◆ Work to complete
Write out all of the data exactly as it appears.

◆ Record extracts
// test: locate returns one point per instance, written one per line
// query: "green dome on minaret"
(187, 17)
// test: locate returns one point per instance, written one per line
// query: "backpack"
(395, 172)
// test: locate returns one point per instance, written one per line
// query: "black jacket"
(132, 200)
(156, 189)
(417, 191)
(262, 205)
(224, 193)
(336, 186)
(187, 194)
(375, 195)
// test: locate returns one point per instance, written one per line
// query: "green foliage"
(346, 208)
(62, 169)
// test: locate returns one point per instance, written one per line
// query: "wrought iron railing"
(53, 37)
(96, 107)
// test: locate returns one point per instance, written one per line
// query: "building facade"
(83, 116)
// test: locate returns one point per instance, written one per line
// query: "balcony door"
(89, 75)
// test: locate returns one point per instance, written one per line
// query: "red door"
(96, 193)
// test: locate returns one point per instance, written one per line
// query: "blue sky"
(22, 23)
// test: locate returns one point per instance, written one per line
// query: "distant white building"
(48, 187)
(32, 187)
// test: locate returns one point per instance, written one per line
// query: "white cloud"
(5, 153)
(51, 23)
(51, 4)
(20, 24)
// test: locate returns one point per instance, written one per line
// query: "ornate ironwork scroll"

◆ In response
// test: locate returns one point per instance, written one per line
// query: "green dome on minaret"
(187, 17)
// test: locate returns one point per instance, written one per line
// query: "backpack"
(395, 172)
// test: locate returns one point per instance, written one per line
// query: "black jacket"
(132, 200)
(156, 189)
(417, 191)
(262, 205)
(224, 193)
(336, 186)
(187, 194)
(375, 195)
// test: locate returns one point per instance, written one per line
// query: "green foliage"
(346, 208)
(62, 169)
// test: locate returns one point per instance, written one per line
// query: "wrought iron railing"
(53, 37)
(96, 107)
// test: locate returns one point per instance, written one per line
// query: "building facade"
(83, 116)
// test: locate returns one point per instance, written one per line
// query: "balcony door"
(89, 75)
// test: locate returns one point per instance, written one per line
// query: "red door"
(96, 193)
// test: locate returns one point per instance, written one per line
// query: "blue sky"
(22, 23)
// test: locate returns one point per instance, written one per line
// query: "distant white building"
(48, 187)
(32, 187)
// test: locate returns one point per instance, written one per line
// query: "white cloud"
(5, 153)
(51, 23)
(51, 4)
(20, 24)
// test: locate returns one point per instance, written one per line
// query: "ornate ironwork scroll"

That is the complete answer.